Study text.
========================================

Plaintiff further testified that an examination was made of his car at the Woods Garage and discovered that the back seat was out and the tools in the trunk were gone; that damage was done to the chrome dashboard and it was necessary to wire around the switch to get the car started. That after getting the motor started it ran rough; that he took the car home and let it sit over night. The next day he drained the oil from the crankcase and observed that about a half pint of water came out ahead of the oil. That after putting in fresh oil the motor ran rough and didn’t have any power. There was no direct evidence introduced or proof offered by plaintiff as to the amount of the damage to the automobile in terms of money. On the basis of this evidence the plaintiff rested and the court thereafter directed a verdict for defendant. The defendant has not filed a brief in this court.

It appears that plaintiff’s contention that the trial court erred in directing a verdict for the defendant is well taken and it is concluded that plaintiff did make a sub-missible case of conversion by the defendant of plaintiff’s automobile.

========================================

Entries shown.
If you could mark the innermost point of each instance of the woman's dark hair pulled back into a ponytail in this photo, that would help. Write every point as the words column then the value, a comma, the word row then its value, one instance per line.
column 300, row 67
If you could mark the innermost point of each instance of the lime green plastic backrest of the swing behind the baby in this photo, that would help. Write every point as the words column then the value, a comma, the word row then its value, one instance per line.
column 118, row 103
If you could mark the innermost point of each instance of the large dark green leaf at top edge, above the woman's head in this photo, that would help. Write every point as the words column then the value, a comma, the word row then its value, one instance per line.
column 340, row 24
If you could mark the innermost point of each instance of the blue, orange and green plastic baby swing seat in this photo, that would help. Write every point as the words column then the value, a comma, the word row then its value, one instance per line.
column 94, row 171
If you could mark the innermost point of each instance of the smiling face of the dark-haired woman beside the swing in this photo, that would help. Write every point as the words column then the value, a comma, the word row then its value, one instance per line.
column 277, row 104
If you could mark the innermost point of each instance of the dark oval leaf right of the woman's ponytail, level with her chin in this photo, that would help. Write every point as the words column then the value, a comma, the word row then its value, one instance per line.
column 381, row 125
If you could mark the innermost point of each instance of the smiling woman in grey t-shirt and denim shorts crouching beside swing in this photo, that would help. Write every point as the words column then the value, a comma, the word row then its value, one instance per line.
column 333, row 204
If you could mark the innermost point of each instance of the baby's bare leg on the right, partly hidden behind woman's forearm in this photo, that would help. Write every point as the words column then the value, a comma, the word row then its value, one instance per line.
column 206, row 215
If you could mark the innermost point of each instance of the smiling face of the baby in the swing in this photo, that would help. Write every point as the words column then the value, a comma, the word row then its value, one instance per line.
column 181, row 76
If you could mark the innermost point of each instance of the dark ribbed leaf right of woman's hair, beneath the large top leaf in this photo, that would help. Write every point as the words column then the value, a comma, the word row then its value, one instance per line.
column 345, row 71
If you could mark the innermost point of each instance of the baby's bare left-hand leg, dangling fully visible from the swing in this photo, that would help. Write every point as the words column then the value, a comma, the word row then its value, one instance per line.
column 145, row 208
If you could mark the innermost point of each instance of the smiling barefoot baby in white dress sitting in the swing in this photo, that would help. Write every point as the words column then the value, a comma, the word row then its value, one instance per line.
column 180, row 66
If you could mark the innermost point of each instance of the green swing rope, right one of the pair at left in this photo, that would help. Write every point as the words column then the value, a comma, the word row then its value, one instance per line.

========================================

Apply what you read.
1/ Answer these questions about the car conversion case:
(a) At which garage was the plaintiff's car examined?
(b) About how much water came out of the crankcase ahead of the oil?
(c) What kind of case does the court conclude the plaintiff made against the defendant?
2/ Summarize the car conversion case in two sentences.
The rows are from a separate source.

Solutions per task.
1/
(a) The Woods Garage.
(b) About a half pint.
(c) A submissible case of conversion of the plaintiff's automobile.

2/ The plaintiff testified that his car came back with the back seat out, the trunk tools gone, and the dashboard damaged, and that its motor ran rough and lacked power even after he changed the oil. He offered no proof of the damage in money, and the trial court directed a verdict for the defendant, but this court concludes that the plaintiff made a submissible case of conversion.